→ USANDO LA INFORMACIÓN:
1. Responde estas preguntas según el texto sobre el árbol de Navidad:
(a) ¿A quién se atribuye la costumbre de equipar el árbol de Navidad con luces eléctricas?
(b) ¿Quién realizó el primer árbol de Navidad de Italia?
(c) ¿En qué año apareció el árbol de Navidad en la estación orbital rusa MIR?
2. Reescribe el pasaje del texto sobre el árbol de Navidad que empieza con "Evidentemente, Lutero utilizó" y sigue hasta "evocadora del año.", cambiando "abeto" por "pino".
3. Escribe la continuación del texto sobre el árbol de Navidad a partir de donde termina.
───── TEXTO DEL EJERCICIO ─────
Iluminar el árbol de Navidad alude a la importancia de la luz después de la larga noche de invierno, aquella que sirve para iluminar el conocimiento, vencer la ignorancia y atenuar la oscuridad del inconsciente.
Evidentemente, Lutero utilizó velas para sus decoraciones, ya que la luz eléctrica fue un invento del 1882. La costumbre de equipar el árbol de Navidad con luces eléctricas se atribuye al estadounidense Edward H. Johnson, socio de Thomas Edison. Johnson fabricó luces eléctricas para decorar el abeto decorado de su casa en 1885.
El primer árbol de Navidad de Italia fue realizado en la segunda mitad del siglo XIX por la reina Margarita de Saboya, esposa del rey Umberto I. La reina quiso iluminar la Navidad con árbol en el Palacio del Quirinal (sede del Gobierno). La novedad gustó mucho a la gente y el abeto navideño empezó a aparecer en los hogares y ciudades italianas, marcando, junto al Pesebre, la llegada de la época más bella y evocadora del año.
El árbol, símbolo por excelencia de las fiestas navideñas, cuyos orígenes, se pierden a lo largo de los siglos, y cualquiera que sea el punto de partida más allá de los Alpes, los Estados bálticos o Suiza, cualquiera que sea el periodo histórico, 1400 o antes, el lugar de nacimiento es sin dudas una Plaza de la vieja Europa, la plaza, el punto de encuentro en el cual se reconoce una comunidad urbanísticamente definida como un espacio vacío rodeado de edificios que viene ocupado por actividades temporáneas colectivas como por ejemplo, el mercado, las ferias, las celebraciones, etc.
El árbol de Navidad coloniza todas las naciones del mundo, desde hace un siglo. Todos los presidentes de los Estados Unidos han competido con el impresionante encendido de sus luces. En el siglo XX, el árbol de Navidad se convirtió en un símbolo de gratitud y paz: el árbol de Trafalgar Square, en Londres, atestigua la gratitud de los noruegos que lo donan cada año a los ingleses en memoria de la Segunda Guerra Mundial; el de Plaza San Pedro en el Vaticano, encargado por Juan Pablo II quien, entre otras cosas puso fin al supuesto contraste entre árbol y el pesebre en contexto cristiano. Independientemente del contexto arquitectónico, ya sea la columnata de Bernini o el Rockefeller Center de Manhattan, el símbolo navideño sobrecargado de luces y adornos une a las personas y los pueblos, apareciendo en 1997 en la estación orbital rusa MIR, un cuadrado tecnológico en el espacio que habla de paz universal, hoy un espejismo más lejano que los vacíos siderales.
───── DATOS MOSTRADOS ─────
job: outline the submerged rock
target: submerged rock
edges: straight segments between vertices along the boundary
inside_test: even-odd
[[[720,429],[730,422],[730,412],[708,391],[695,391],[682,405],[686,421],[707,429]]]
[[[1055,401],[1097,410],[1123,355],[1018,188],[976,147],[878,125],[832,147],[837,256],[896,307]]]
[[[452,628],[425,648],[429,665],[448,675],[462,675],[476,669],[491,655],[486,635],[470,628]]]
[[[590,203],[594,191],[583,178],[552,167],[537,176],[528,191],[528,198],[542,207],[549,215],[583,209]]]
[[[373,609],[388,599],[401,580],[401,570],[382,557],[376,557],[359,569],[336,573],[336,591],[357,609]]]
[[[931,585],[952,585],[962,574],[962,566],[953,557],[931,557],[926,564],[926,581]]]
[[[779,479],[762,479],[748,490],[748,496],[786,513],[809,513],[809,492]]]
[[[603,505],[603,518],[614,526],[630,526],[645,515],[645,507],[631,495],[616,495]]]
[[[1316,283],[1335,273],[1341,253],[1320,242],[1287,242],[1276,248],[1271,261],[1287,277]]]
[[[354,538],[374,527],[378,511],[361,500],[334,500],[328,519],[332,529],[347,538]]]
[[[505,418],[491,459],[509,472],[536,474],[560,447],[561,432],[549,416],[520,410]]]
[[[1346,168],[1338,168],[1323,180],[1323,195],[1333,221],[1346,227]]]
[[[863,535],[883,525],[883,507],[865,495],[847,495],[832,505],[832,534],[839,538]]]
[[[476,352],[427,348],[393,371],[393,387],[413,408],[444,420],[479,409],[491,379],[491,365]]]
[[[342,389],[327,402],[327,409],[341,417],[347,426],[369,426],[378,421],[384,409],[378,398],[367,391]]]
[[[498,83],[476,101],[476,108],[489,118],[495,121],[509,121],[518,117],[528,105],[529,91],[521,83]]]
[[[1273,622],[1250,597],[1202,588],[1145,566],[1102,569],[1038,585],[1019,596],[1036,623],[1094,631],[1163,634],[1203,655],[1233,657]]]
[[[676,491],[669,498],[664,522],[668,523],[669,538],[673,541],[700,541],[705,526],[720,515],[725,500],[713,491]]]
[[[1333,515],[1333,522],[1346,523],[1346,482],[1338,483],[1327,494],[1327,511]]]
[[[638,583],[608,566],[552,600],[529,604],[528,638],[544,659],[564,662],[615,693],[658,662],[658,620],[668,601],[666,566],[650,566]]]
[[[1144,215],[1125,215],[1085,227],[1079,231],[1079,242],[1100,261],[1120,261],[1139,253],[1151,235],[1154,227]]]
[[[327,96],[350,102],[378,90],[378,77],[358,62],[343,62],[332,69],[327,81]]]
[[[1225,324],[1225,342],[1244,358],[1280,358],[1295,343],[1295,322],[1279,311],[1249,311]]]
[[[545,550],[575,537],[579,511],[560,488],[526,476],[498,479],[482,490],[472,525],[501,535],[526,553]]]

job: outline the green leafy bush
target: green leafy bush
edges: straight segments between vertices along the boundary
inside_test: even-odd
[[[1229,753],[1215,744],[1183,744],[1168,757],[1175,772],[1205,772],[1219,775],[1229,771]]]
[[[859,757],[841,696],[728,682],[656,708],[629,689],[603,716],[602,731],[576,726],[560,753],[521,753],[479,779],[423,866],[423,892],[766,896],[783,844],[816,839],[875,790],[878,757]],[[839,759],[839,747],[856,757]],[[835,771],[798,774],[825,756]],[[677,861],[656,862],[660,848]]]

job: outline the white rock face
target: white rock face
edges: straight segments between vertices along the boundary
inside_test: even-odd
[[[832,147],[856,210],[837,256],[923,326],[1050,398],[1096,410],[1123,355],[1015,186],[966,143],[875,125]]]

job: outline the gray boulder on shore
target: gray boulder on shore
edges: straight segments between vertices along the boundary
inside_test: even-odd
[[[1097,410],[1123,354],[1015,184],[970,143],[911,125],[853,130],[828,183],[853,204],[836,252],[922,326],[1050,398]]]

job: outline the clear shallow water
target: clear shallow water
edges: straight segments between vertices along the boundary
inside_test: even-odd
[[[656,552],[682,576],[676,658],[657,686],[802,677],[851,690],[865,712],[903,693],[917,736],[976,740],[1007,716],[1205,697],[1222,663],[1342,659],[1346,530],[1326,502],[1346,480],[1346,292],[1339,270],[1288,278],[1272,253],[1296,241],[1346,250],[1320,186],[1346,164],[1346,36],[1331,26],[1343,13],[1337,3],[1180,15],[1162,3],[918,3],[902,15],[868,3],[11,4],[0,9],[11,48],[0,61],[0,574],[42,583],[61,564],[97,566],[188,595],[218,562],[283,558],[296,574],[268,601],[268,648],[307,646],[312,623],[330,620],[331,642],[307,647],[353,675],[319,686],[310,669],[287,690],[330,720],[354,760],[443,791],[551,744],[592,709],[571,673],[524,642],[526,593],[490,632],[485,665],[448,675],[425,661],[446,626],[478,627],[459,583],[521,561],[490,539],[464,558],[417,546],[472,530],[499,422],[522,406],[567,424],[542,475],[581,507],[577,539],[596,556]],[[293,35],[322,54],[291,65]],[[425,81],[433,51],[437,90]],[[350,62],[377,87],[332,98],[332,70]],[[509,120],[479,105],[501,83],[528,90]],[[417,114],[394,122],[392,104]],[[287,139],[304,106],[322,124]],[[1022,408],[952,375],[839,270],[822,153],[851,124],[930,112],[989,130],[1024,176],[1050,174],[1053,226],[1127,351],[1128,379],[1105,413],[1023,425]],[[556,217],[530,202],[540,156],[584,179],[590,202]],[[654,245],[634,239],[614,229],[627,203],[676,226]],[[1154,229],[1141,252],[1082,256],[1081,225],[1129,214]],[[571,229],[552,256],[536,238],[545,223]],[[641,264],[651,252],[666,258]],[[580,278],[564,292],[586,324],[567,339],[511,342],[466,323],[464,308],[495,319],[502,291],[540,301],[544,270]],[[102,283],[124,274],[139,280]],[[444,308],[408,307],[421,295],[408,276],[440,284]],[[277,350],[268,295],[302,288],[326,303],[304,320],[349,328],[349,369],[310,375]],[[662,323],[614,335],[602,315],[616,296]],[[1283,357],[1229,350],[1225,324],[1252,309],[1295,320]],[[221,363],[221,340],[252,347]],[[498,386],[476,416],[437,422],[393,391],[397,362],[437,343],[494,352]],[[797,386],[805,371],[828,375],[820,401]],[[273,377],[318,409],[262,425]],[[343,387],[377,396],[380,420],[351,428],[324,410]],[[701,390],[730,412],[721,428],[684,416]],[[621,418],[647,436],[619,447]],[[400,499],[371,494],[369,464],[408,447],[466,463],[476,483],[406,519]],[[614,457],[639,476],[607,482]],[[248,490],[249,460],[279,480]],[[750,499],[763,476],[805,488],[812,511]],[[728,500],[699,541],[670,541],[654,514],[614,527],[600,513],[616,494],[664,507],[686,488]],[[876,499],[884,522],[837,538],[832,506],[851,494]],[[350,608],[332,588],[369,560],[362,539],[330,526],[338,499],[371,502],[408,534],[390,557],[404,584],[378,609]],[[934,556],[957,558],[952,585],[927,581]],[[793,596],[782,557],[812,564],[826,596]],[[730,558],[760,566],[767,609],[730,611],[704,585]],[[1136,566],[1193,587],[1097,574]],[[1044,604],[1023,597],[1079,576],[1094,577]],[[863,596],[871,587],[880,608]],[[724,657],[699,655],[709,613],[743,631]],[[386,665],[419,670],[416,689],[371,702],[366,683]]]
─────
→ SOLUCIONES:
1.
(a) Al estadounidense Edward H. Johnson, socio de Thomas Edison.
(b) La reina Margarita de Saboya, esposa del rey Umberto I.
(c) En 1997.

2.
Evidentemente, Lutero utilizó velas para sus decoraciones, ya que la luz eléctrica fue un invento del 1882. La costumbre de equipar el árbol de Navidad con luces eléctricas se atribuye al estadounidense Edward H. Johnson, socio de Thomas Edison. Johnson fabricó luces eléctricas para decorar el pino decorado de su casa en 1885.
El primer árbol de Navidad de Italia fue realizado en la segunda mitad del siglo XIX por la reina Margarita de Saboya, esposa del rey Umberto I. La reina quiso iluminar la Navidad con árbol en el Palacio del Quirinal (sede del Gobierno). La novedad gustó mucho a la gente y el pino navideño empezó a aparecer en los hogares y ciudades italianas, marcando, junto al Pesebre, la llegada de la época más bella y evocadora del año.

3.
En nuestra imaginación, el árbol de Navidad recuerda inmediatamente escenas de nuestra infancia, fiestas, regalos, comidas y cenas con amigos y familiares, una dimensión fuertemente relacional. Sin embargo, desde el punto de vista psicológico el simbolismo del árbol de Navidad no tiene tanto que ver con las relaciones con los demás, sino con la evolución del individuo, con su crecimiento y su renovación personal. Para el psicoanalista C. G. Jung, el árbol de Navidad es el símbolo del proceso de identificación, es decir, ese proceso de crecimiento personal que nos lleva a cada uno de nosotros a convertirnos en una persona independiente, el árbol de Navidad es símbolo de transformación y autorrealización.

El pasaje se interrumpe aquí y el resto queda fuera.